From Marianne to Eve – unlikeable female characters and why we need them

Cat Grogan considers unlikeable female characters of the page screen and what these characters do for women

The unlikeable female character of the page and screen. She is, almost always, unapologetic and cold. She is likely lacking in maternal instincts and may not want children. She can be selfish and does not necessarily champion all women. She is generally self-destructive and deeply unhappy, but likes to give the impression of total independence. She can be inconsiderate and dismissive, and can hurt people without caring. She can be some or one or all of these things which combine to make her unlikeable. The term “unlikeable” is, in itself, limiting, in presupposing the traits that should be worthy of our approval. This supposed likeability is generally evaluated through a patriarchal lens, with unlikeable women often being those who embody the traits that we scorn in women and celebrate in men. The unlikeable female character may not be a feminist herself, but her existence on the screen or page is an act of feminism, for she blows open the scope of what a woman can be, levelling the field for men and women. I think there are plenty of reasons why we should like this woman, or at least thank her for what she has done for us.

**PROVIDED ENTRIES**.
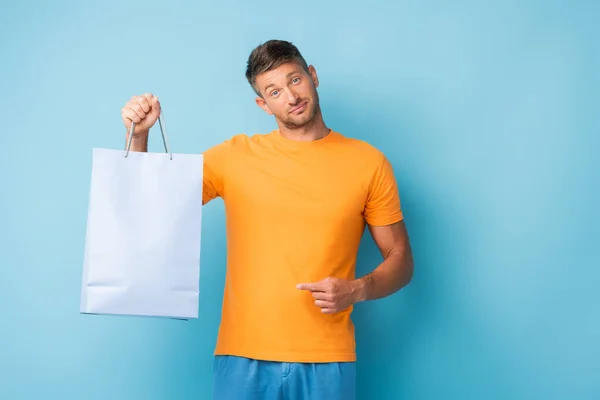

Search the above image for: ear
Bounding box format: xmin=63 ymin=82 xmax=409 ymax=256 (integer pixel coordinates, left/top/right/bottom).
xmin=308 ymin=65 xmax=319 ymax=88
xmin=255 ymin=96 xmax=273 ymax=115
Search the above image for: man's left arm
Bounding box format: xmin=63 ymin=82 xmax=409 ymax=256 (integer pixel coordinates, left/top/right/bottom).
xmin=297 ymin=220 xmax=413 ymax=314
xmin=351 ymin=220 xmax=414 ymax=303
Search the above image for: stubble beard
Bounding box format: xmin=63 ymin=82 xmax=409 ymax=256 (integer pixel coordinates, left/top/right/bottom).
xmin=282 ymin=97 xmax=319 ymax=129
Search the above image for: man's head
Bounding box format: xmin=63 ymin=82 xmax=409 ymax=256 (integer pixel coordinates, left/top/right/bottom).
xmin=246 ymin=40 xmax=319 ymax=128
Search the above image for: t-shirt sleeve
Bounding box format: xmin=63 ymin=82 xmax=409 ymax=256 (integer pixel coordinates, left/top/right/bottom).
xmin=364 ymin=153 xmax=403 ymax=226
xmin=202 ymin=140 xmax=231 ymax=204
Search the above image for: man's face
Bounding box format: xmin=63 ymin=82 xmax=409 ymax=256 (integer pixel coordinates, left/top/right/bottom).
xmin=256 ymin=62 xmax=319 ymax=129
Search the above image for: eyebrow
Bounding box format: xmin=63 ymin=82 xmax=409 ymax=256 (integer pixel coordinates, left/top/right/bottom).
xmin=263 ymin=70 xmax=298 ymax=92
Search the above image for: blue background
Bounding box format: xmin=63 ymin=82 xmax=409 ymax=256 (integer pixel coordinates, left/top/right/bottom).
xmin=0 ymin=1 xmax=600 ymax=400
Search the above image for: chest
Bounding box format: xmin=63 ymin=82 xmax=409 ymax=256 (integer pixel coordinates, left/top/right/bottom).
xmin=226 ymin=149 xmax=370 ymax=222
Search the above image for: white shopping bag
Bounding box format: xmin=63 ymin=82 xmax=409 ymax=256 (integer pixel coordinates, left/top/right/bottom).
xmin=80 ymin=115 xmax=203 ymax=319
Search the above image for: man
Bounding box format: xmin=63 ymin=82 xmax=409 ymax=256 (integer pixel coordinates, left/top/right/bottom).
xmin=122 ymin=40 xmax=413 ymax=400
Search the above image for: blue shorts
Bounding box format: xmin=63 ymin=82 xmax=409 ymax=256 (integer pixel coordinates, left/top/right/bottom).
xmin=213 ymin=356 xmax=356 ymax=400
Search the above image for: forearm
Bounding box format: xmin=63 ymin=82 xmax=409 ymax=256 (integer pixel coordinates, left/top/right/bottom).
xmin=353 ymin=251 xmax=413 ymax=303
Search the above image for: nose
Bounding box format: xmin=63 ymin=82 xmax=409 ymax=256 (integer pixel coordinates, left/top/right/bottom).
xmin=286 ymin=88 xmax=300 ymax=104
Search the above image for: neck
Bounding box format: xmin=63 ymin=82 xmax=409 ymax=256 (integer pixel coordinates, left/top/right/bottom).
xmin=277 ymin=107 xmax=330 ymax=142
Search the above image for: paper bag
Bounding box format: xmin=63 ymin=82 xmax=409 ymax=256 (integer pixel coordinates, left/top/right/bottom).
xmin=80 ymin=115 xmax=203 ymax=319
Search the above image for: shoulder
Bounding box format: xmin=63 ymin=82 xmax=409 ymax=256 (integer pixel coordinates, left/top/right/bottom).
xmin=336 ymin=132 xmax=386 ymax=168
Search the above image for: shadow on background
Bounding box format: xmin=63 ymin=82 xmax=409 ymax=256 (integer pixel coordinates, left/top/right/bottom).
xmin=321 ymin=88 xmax=467 ymax=400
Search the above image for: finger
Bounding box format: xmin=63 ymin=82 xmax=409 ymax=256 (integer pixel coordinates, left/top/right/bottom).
xmin=296 ymin=282 xmax=323 ymax=292
xmin=315 ymin=300 xmax=334 ymax=308
xmin=128 ymin=101 xmax=146 ymax=119
xmin=123 ymin=108 xmax=142 ymax=124
xmin=136 ymin=95 xmax=152 ymax=114
xmin=312 ymin=292 xmax=333 ymax=301
xmin=150 ymin=96 xmax=160 ymax=118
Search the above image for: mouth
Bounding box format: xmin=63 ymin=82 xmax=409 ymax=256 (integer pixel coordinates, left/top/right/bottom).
xmin=290 ymin=101 xmax=308 ymax=114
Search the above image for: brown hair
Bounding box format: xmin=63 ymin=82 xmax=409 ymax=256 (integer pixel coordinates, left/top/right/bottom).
xmin=246 ymin=40 xmax=308 ymax=96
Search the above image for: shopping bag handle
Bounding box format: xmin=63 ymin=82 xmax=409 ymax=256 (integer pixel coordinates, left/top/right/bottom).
xmin=125 ymin=111 xmax=173 ymax=160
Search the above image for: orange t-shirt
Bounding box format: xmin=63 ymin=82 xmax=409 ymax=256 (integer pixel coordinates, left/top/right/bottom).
xmin=203 ymin=130 xmax=402 ymax=362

**EXERCISE SET**.
1) According to the essay on unlikeable female characters, through what lens is this supposed likeability generally evaluated?
2) From the listing, copy out the part that opens with the line containing "Search the above image for: white" and closes with the line containing "xmin=277 ymin=107 xmax=330 ymax=142", including both of those lines.
The essay and the listing have nothing to do with each other.

**ANSWERS TO THE TASKS**.
1) Through a patriarchal lens.

2)
Search the above image for: white shopping bag
Bounding box format: xmin=63 ymin=82 xmax=409 ymax=256 (integer pixel coordinates, left/top/right/bottom).
xmin=80 ymin=115 xmax=203 ymax=319
Search the above image for: man
Bounding box format: xmin=63 ymin=82 xmax=409 ymax=256 (integer pixel coordinates, left/top/right/bottom).
xmin=122 ymin=40 xmax=413 ymax=400
Search the above image for: blue shorts
Bounding box format: xmin=63 ymin=82 xmax=409 ymax=256 (integer pixel coordinates, left/top/right/bottom).
xmin=213 ymin=356 xmax=356 ymax=400
Search the above image for: forearm
Bounding box format: xmin=63 ymin=82 xmax=409 ymax=256 (integer pixel coordinates, left/top/right/bottom).
xmin=353 ymin=251 xmax=413 ymax=303
Search the above image for: nose
Bounding box format: xmin=63 ymin=82 xmax=409 ymax=256 (integer pixel coordinates, left/top/right/bottom).
xmin=286 ymin=88 xmax=300 ymax=104
Search the above image for: neck
Bounding box format: xmin=63 ymin=82 xmax=409 ymax=256 (integer pixel coordinates, left/top/right/bottom).
xmin=277 ymin=107 xmax=330 ymax=142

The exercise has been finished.